**Exercise details:** Quote the entries that follow exactly, leaving none out.

A block of data:
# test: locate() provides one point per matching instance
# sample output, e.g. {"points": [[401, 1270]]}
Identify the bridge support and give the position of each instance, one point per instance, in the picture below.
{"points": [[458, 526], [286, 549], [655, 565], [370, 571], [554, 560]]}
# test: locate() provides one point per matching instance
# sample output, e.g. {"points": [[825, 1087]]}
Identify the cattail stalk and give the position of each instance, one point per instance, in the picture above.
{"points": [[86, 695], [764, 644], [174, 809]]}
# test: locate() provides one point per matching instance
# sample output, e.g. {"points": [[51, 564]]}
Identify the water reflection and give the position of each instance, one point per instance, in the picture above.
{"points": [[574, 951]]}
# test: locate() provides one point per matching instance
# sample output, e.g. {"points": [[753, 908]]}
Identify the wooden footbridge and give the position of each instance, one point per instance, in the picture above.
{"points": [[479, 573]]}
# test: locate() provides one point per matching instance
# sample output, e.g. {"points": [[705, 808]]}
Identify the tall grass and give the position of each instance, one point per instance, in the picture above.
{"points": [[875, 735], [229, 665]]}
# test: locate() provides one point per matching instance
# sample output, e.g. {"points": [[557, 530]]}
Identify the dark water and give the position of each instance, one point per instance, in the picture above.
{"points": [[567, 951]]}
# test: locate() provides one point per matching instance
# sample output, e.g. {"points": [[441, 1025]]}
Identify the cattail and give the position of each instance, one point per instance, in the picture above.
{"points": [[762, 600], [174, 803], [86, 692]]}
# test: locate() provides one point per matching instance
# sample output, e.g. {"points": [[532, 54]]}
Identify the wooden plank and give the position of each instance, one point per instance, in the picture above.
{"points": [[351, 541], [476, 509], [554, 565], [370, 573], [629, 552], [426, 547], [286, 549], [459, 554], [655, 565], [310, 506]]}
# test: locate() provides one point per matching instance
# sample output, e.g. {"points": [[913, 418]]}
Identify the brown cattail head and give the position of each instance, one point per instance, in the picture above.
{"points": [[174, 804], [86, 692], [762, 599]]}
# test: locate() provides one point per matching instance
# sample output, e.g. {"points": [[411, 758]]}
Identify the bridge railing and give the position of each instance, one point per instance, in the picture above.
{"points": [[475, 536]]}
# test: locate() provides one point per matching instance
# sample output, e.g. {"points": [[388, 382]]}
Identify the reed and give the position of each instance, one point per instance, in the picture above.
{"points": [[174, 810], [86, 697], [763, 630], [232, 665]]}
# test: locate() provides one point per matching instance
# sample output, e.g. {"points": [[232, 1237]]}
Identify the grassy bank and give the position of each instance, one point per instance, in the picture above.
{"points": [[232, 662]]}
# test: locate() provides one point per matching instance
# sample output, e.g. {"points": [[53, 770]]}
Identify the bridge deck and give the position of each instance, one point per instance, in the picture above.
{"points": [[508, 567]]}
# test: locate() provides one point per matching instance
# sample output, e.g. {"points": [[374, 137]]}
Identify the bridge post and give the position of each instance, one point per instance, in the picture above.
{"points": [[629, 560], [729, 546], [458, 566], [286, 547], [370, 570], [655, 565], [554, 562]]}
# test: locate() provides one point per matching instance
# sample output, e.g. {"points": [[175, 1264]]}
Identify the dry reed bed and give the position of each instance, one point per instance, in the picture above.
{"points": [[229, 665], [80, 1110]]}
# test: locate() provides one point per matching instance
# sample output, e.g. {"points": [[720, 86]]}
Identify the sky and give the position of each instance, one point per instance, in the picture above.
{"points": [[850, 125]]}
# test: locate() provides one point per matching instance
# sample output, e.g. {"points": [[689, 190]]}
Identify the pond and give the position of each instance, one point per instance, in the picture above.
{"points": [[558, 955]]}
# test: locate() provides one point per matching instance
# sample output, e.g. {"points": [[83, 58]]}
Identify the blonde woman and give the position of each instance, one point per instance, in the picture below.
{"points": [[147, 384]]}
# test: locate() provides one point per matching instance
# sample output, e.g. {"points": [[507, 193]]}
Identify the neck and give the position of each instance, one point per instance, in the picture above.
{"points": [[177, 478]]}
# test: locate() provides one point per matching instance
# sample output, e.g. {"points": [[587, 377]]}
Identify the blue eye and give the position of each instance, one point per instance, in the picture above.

**Solution to the problem:**
# test: locate() provides one point per matching instance
# sample output, e.g. {"points": [[401, 1270]]}
Identify the bridge support and give the position of each instance, one point per instance, in the picture below.
{"points": [[458, 526], [286, 549], [655, 565], [370, 571], [554, 560]]}
# test: locate() provides one point per matching instance
# sample output, e.g. {"points": [[825, 1087]]}
Identify the cattail stalk and give the position of each instance, one point per instance, in the picture above.
{"points": [[86, 695], [764, 644], [174, 809]]}
# test: locate() provides one point per matching instance
# sample output, e.g. {"points": [[51, 564]]}
Identify the water reflection and give the position of each instance, one point per instance, in the picture above.
{"points": [[574, 951]]}
# test: locate() provides one point per matching instance
# sample output, e.g. {"points": [[753, 908]]}
Identify the wooden footbridge and give the position of each instance, one point per instance, in the picture above.
{"points": [[479, 573]]}
# test: locate() provides one point per matching instance
# sample output, e.g. {"points": [[705, 808]]}
Identify the tall grass and give the position of each instance, one point per instance, in the picture above.
{"points": [[875, 735], [229, 665]]}
# test: locate() provides one point per matching instance
# sample output, e.g. {"points": [[557, 530]]}
Identify the dark water and give the position of each instance, one point per instance, in the picture above.
{"points": [[567, 951]]}
# test: locate() provides one point per matching instance
# sample output, e.g. {"points": [[441, 1025]]}
Identify the cattail and give the position of each instance, one point per instance, in the picture above.
{"points": [[762, 600], [174, 803], [86, 692]]}
# test: locate() provides one point per matching instance
# sample output, e.g. {"points": [[532, 54]]}
Identify the wooden plank and give the position of each instance, one point per instance, in the picture above.
{"points": [[351, 541], [476, 509], [554, 565], [370, 573], [629, 552], [426, 547], [286, 549], [459, 554], [655, 565], [310, 506]]}
# test: locate() provides one point per matching instance
# sample output, e.g. {"points": [[913, 418]]}
Identify the brown cattail head and give the position of each instance, one point per instance, in the picture above.
{"points": [[174, 804], [86, 692], [762, 599]]}
# test: locate() provides one point per matching instance
# sample output, e.g. {"points": [[411, 758]]}
Identify the bridge railing and give the position of each instance, one point per instance, in the picture above.
{"points": [[475, 536]]}
# test: locate() provides one point per matching instance
# sample output, e.g. {"points": [[388, 382]]}
Identify the reed and give the position of each instance, one point per instance, in the picture above.
{"points": [[174, 810], [86, 697], [763, 630], [232, 665]]}
# test: locate() provides one point per matching instance
# sample output, e.g. {"points": [[232, 1237]]}
Identify the grassy bank and give the position of each instance, one point per instance, in the picture above.
{"points": [[232, 662]]}
# test: locate() provides one point per matching instance
# sample output, e.g. {"points": [[53, 770]]}
Identify the bridge deck and give the position of each instance, one point per instance, in the picture above.
{"points": [[508, 567]]}
# test: locate() provides one point per matching instance
# sample output, e.g. {"points": [[374, 137]]}
Identify the bridge post and give the position of each instance, one point per instance, in the picture above.
{"points": [[629, 560], [729, 546], [458, 566], [286, 547], [370, 570], [655, 565], [554, 562]]}
# test: locate() provides one point per matching instance
# sample output, e.g. {"points": [[175, 1264]]}
Identify the dry reed bed and give the position of each instance, one point per instance, in the picture above.
{"points": [[229, 665], [80, 1110]]}
# test: locate() provides one point per matching instance
# sample output, e.g. {"points": [[720, 86]]}
Identify the sky and give the position of each instance, one point per instance, in the picture above.
{"points": [[850, 125]]}
# test: locate() provides one point per matching instance
# sample output, e.g. {"points": [[689, 190]]}
Identify the pond and give the position of each instance, one point per instance, in the picture above.
{"points": [[558, 955]]}
# test: locate() provides one point per matching instance
# sample output, e.g. {"points": [[83, 58]]}
Identify the blonde woman and give the position of each instance, one point per instance, in the picture below.
{"points": [[147, 384]]}
# test: locate() provides one point per matching instance
# sample output, e.g. {"points": [[507, 193]]}
Identify the neck and give the position of each instance, one point per instance, in the picture above.
{"points": [[177, 478]]}
# test: locate() provides one point per matching instance
# sample output, e.g. {"points": [[587, 377]]}
Identify the blue eye and give the position of each instance, one point per instance, in the picture above.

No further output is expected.